Write out the data below word for word, omitting the pictures.
START Dataset entries
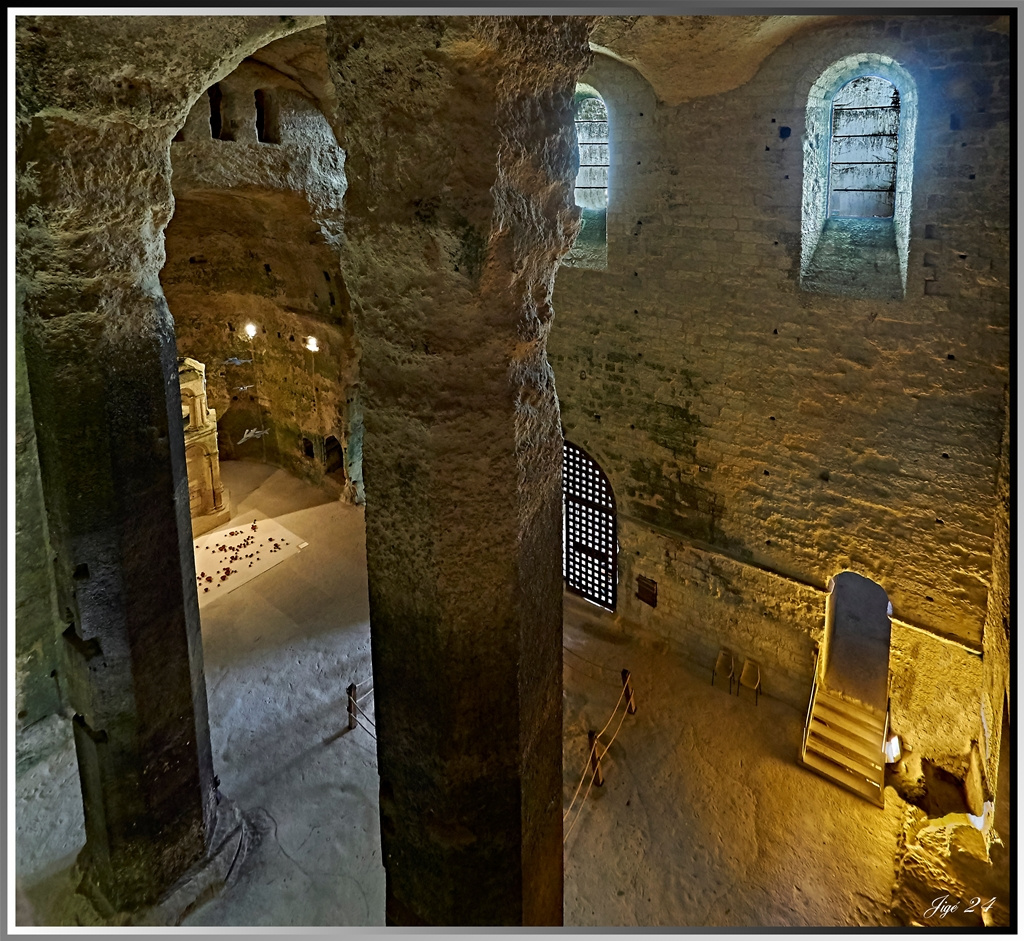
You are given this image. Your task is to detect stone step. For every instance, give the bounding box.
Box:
[809,714,884,770]
[801,751,883,807]
[814,686,886,741]
[807,727,883,781]
[811,695,885,748]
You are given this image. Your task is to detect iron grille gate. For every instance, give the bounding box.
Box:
[562,441,618,611]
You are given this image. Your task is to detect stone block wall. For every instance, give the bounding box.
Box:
[161,47,362,501]
[549,15,1010,747]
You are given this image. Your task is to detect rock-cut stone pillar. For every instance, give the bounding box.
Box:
[18,111,216,910]
[328,16,591,926]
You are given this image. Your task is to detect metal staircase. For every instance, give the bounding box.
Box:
[800,658,889,807]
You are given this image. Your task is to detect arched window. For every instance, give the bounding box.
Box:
[574,85,608,210]
[564,84,609,268]
[562,441,618,611]
[828,75,899,219]
[800,52,918,298]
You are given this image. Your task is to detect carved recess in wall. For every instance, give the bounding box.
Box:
[178,356,231,537]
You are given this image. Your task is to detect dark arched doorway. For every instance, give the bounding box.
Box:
[562,441,618,611]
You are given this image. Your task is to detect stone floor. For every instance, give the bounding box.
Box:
[16,462,991,931]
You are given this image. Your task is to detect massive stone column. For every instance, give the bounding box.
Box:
[328,16,590,926]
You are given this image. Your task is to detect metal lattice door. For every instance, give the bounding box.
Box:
[562,441,618,611]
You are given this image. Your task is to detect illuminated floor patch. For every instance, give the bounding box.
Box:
END Dataset entries
> [Full solution]:
You are given this image. Your task is to detect stone step. For every instance, give the bounding box.
Box:
[809,714,884,770]
[801,751,883,807]
[814,686,886,741]
[807,727,883,781]
[811,695,885,748]
You are given this image. Your task is to detect iron grille gate. For every instance, give the bounding box.
Box:
[562,441,618,611]
You are given this image. Your task is to detect stone block wall. For every instance, give the bounding box.
Box:
[161,47,362,501]
[549,15,1010,747]
You are given this image. Your task is to detect rock-cut stone pillar. For every instance, give the bounding box.
Box:
[18,111,216,910]
[328,16,591,926]
You are given this image. Your task is to detect metal staircase. For every instance, give the bounding box.
Box:
[800,658,889,807]
You are given this image. Your task is to detect arched window. For every instance, give the bounding box.
Box:
[574,85,608,210]
[564,84,609,268]
[562,441,618,611]
[828,75,899,219]
[800,52,918,298]
You are given this image. Your task is to detect carved recess in wall. For every instance, give the bounding box.
Box:
[178,356,231,537]
You are given this image. Your task is to detect dark arched doorway. For every instance, give the bounding box.
Box:
[562,441,618,611]
You are given this image. Your task is to detect stone floor. For every instance, give the bounding box.
Box:
[16,462,991,931]
You are given this image. Your task is to detect massive stone column. For every instance, give the bounding box.
Box:
[328,16,590,926]
You are given this image. Your task is to detect metal lattice door. For every instance, give the bounding box.
Box:
[562,441,618,611]
You are given this image. Your task is to detect illuminated floor patch. For every instance, give the bounding box.
Box:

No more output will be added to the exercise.